Compravendita immobiliare: problematiche fiscali

spesso e volentieri il Fisco, ai fini del calcolo del valore normale dell’immobile, si riferisce alle quotazioni O.M.I., al valore attribuito all’immobile dalle perizie di stima redatte dagli istituti bancari all’atto della concessione del mutuo, o ancora agli annunci immobiliari da cui si desumono le quotazioni di mercato; non è detto che tale valore sia veritiero

In caso di compravendite immobiliari, va annullato l’avviso di accertamento che si basa sulla presunzione semplice costituita dalla differenza fra prezzo e importo del mutuo, se questa non è confermata dalle dichiarazioni rese dagli acquirenti.

Tale è la massima della sentenza n. 75/20/2011, emessa dalla CTR dell’Emilia-Romagna.

 

Premessa

In caso di compravendite immobiliari, va annullato l’avviso di accertamento che si basa sulla presunzione semplice costituita dalla differenza fra prezzo e importo del mutuo, se questa non è confermata dalle dichiarazioni rese dagli acquirenti.

E’ questa la massima della sentenza n. 75/20/2011, emessa dalla CTR dell’Emilia-Romagna, la quale ha affrontato una problematica, interessante quanto diffusa, attinente all’accertamento del valore degli immobili venduti, da parte dell’amministrazione, sulla scorta dell’importo dei mutui fondiari concessi dalle banche.

Tale sentenza, a ben vedere, appare perfettamente in linea con quello che è l’orientamento che più volte è stato espresso in materia, da parte della giurisprudenza di merito, e di recente anche dalla Commissione Tributaria Regionale della Lombardia (sentenza n. 96/8/2011).

 

La vicenda

Fatto

Nella specie, l’Agenzia delle Entrate di Guastalla appellava una sentenza della CTP di Reggio Emilia che accoglieva, previa loro riunione, i ricorsi presentati da una S.n.c. contro gli avvisi accertamento emessi dall’Agenzia delle Entrate per rettificare le dichiarazioni della Società ai fini IVA e IRAP relative agli anni 2003 – 2004 e 2005.

 

Motivi d’appello

L’Ufficio proponeva due motivi di impugnazione:

  • la carenza di motivazione della sentenza impugnata e falsa applicazione dell’art. 39 del DPR n° 600/1973 e dell’art. 54 del DPR 633/1972;

  • l’utilizzabilità dei dati acquisiti irritualmente “per la superiore esigenza di realizzare la giusta imposizione”.

:: Scopo dell'esercizio ::
Prosegui il testo sulle problematiche fiscali della compravendita immobiliare partendo da dopo l'ultima frase riportata.

:: Voci estratte ::
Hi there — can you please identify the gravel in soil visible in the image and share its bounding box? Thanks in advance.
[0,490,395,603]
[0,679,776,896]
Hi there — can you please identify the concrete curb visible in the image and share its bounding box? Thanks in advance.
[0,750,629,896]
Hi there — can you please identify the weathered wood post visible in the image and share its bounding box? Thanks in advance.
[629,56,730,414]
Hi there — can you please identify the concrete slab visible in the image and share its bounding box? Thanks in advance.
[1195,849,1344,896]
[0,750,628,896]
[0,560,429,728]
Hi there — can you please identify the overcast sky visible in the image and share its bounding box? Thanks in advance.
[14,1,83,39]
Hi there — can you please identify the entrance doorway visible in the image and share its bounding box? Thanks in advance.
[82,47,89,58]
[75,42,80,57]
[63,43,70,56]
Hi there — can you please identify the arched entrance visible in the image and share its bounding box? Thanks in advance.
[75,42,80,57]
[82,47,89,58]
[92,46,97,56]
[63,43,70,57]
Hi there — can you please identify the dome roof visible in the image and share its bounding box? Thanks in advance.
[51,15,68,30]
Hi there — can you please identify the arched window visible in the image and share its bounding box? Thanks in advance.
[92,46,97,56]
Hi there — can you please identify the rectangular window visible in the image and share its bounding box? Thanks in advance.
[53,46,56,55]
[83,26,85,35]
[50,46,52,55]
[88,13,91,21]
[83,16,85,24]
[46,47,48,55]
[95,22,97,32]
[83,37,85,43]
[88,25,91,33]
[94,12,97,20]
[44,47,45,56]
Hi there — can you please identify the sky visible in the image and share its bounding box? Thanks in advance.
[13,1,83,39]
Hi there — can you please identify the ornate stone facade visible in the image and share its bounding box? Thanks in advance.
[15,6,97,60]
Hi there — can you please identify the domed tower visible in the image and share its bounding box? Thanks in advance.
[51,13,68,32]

:: Risposta corretta ::
 

In particolare, in relazione al primo motivo l’Agenzia rilevava che:

  • l’accertamento era fondato sui dati dell’Osservatorio immobiliare;

  • sulle valutazioni dei prezzi di altri immobili situati nella stessa zona;

  • sul confronto fra il prezzo dichiarato a rogito e l’importo del mutuo, dati disponibili per effetto della registrazione degli atti, anche prescindendo dagli accertamenti bancari.

 

Inoltre, per alcuni atti, l’accertamento era supportato anche dalle testimonianze degli acquirenti che avevano escluso l’esistenza di spese per la ristrutturazione o il completamento degli immobili acquistati.

Quanto al secondo motivo, invece, l’Ufficio riteneva che la teoria dell’invalidità delle prove acquisite in forma non rituale era applicabile solo agli atti amministrativi in senso stretto, mentre per gli accertamenti tributari tali principi erano superati dalla tutela di altri valori giuridicamente rilevanti.

Spesso e volentieri il Fisco, ai fini del calcolo del valore normale dell’immobile, si riferisce alle quotazioni O.m.i., al valore attribuito all’immobile dalle perizie di stima redatte dagli istituti bancari all’atto della concessione del mutuo, o ancora agli annunci immobiliari da cui si desumono le quotazioni di mercato.

 

Motivi della decisione

Argomentazioni della CTR

La CTR dell’Emilia Romagna, in primis, ha esaminato la questione inerente la validità dei dati acquisiti non attraverso la procedura di indagini finanziarie, ma mediante questionari, chiarendo che in materia tributaria non vige il principio della inutilizzabilità della prova irritualmente acquisita, come invece è sancito nel Codice di procedura penale (Cassazione, sentenza n. 4987/2003). Pertanto, sono validi e utilizzabili i dati finanziari acquisiti anche attraverso i questionari.

 

Mera presunzione semplice

Tuttavia, nel caso in esame, per come accertato dalla CTR i risultati delle indagini hanno fatto emergere uno scostamento tra prezzo indicato in fattura e mutuo erogato dalla banca che configura una presunzione semplice dell’esistenza di una differenza fra il prezzo effettivamente pagato e quello indicato in fattura; non esistendo una norma che assegni a tale scostamento il valore di presunzione legale di un prezzo diverso da quello indicato in fattura.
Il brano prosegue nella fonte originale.